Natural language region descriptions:
· · · · ·

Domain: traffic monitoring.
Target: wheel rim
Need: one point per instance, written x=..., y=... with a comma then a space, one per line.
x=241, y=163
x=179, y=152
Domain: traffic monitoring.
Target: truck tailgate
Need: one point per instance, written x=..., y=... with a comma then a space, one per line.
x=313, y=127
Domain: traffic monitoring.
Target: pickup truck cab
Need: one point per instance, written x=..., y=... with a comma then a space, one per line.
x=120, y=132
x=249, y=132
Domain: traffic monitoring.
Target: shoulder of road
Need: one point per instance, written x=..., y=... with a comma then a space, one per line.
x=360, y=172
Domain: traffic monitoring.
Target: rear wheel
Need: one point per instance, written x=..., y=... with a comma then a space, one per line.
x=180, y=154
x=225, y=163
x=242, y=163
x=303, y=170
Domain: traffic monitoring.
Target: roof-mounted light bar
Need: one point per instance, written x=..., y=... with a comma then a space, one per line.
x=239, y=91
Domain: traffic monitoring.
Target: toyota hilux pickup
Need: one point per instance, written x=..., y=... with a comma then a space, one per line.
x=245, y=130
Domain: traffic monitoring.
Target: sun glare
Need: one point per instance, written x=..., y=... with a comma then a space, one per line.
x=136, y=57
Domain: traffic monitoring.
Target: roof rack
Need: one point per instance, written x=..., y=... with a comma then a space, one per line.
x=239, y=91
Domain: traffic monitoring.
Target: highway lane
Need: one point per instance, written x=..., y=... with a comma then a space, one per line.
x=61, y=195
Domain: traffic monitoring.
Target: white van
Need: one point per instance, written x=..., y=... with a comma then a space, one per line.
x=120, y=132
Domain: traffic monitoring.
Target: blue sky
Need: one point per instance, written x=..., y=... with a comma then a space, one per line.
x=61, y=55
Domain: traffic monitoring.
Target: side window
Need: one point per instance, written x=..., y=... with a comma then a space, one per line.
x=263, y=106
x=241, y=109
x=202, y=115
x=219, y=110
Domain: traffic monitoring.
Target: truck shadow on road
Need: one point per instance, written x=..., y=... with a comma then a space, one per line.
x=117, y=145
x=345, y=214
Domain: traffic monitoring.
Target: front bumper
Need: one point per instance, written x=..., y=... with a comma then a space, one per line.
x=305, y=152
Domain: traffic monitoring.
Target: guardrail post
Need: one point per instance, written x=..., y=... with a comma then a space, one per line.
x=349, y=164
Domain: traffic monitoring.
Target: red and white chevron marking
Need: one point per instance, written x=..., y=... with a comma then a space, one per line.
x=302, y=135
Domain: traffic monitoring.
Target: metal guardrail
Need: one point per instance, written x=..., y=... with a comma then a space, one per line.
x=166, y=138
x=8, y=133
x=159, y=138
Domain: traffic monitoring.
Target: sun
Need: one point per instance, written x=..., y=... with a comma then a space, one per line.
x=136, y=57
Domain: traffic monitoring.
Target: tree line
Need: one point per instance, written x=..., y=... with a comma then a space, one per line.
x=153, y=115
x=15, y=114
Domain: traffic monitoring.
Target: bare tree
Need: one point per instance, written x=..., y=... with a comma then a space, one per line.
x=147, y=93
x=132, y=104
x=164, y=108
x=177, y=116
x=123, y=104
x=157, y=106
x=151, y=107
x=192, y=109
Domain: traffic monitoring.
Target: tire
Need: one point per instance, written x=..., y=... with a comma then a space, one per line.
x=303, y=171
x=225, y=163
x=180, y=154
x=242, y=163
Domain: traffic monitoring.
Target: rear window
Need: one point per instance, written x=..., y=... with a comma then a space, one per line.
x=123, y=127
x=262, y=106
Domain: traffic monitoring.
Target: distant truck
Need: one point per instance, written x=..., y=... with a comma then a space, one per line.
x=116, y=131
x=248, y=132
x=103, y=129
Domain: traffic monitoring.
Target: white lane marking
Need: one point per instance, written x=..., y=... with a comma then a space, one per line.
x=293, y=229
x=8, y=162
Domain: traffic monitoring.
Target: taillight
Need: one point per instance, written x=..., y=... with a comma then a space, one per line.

· · · · ·

### TRY IT:
Return the count of lines in the entries above that include the word "marking", without any added text.

### EXPECTED ANSWER:
2